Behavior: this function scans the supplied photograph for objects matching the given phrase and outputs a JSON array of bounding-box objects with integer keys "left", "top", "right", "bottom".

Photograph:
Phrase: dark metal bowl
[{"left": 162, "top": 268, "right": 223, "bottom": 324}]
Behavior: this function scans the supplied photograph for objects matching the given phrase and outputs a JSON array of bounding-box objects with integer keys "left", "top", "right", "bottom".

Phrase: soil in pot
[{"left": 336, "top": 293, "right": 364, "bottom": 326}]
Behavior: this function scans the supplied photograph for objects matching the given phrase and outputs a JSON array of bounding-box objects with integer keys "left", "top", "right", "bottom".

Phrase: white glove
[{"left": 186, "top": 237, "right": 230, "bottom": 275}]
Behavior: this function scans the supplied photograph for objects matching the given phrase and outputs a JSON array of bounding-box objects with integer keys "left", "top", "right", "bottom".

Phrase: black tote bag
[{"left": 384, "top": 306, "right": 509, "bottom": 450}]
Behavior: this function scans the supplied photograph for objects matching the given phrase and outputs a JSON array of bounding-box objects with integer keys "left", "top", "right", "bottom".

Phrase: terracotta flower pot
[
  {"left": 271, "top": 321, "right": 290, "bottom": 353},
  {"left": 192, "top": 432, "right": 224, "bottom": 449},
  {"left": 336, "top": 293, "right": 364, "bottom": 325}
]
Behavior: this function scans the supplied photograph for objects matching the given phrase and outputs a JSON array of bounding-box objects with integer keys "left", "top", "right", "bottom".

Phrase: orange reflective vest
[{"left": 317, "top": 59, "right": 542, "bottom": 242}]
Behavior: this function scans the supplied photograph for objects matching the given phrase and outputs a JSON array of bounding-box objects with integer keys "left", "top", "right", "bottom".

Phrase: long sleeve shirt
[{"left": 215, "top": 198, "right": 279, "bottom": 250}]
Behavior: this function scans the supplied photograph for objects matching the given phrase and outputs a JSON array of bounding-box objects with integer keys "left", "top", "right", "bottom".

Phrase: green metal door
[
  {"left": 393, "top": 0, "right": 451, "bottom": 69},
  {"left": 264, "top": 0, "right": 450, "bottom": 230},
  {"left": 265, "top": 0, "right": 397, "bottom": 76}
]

-----

**The task:** Take the records and restate them word for word.

**Reply to the exercise:**
Behavior: this function scans the supplied photograph for objects matching the given phrase and outputs a JSON array of bounding-box objects with integer keys "left", "top", "right", "bottom".

Photograph:
Phrase: dark metal bowl
[{"left": 162, "top": 268, "right": 223, "bottom": 324}]
Behavior: this function scans the supplied photograph for objects matching the given phrase and outputs a JSON array of bounding-box objects with integer keys "left", "top", "right", "bottom".

Phrase: soil in pot
[{"left": 336, "top": 293, "right": 364, "bottom": 326}]
Behavior: this function scans the supplied photograph for objects matching the given phrase and outputs a JSON array of bounding-box objects with integer keys "left", "top", "right", "bottom".

Phrase: white glove
[{"left": 186, "top": 237, "right": 230, "bottom": 275}]
Behavior: this function scans the supplied photograph for objects matching the given phrase and outputs a JSON array of bounding-box objects with integer keys "left", "top", "right", "bottom".

Phrase: black tote bag
[{"left": 384, "top": 306, "right": 509, "bottom": 450}]
Behavior: this function scans the supplied photograph for objects matching the given phrase and outputs a JSON array of bounding-box objects with integer keys "left", "top", "right", "bottom".

Phrase: terracotta flower pot
[
  {"left": 271, "top": 321, "right": 290, "bottom": 353},
  {"left": 192, "top": 432, "right": 224, "bottom": 449},
  {"left": 336, "top": 293, "right": 364, "bottom": 325}
]
Behavior: this function scans the supplied photograph for objects matching the given phrase and outputs a JSON array of bounding-box objects with integer keys "left", "top", "right", "bottom".

Phrase: orange reflective vest
[{"left": 317, "top": 59, "right": 542, "bottom": 242}]
Behavior: this function scans the supplied photograph for objects matching the given phrase and outputs a JSON array of bounding-box objects with integer keys "left", "top", "right", "bottom".

Phrase: long sleeve shirt
[{"left": 215, "top": 198, "right": 279, "bottom": 250}]
Behavior: this function scans the supplied photograph for objects matching the given phrase and outputs a JSON array of bounding-box objects with integer keys "left", "top", "right", "bottom".

Phrase: green metal door
[
  {"left": 393, "top": 0, "right": 451, "bottom": 69},
  {"left": 264, "top": 0, "right": 450, "bottom": 230},
  {"left": 265, "top": 0, "right": 397, "bottom": 76}
]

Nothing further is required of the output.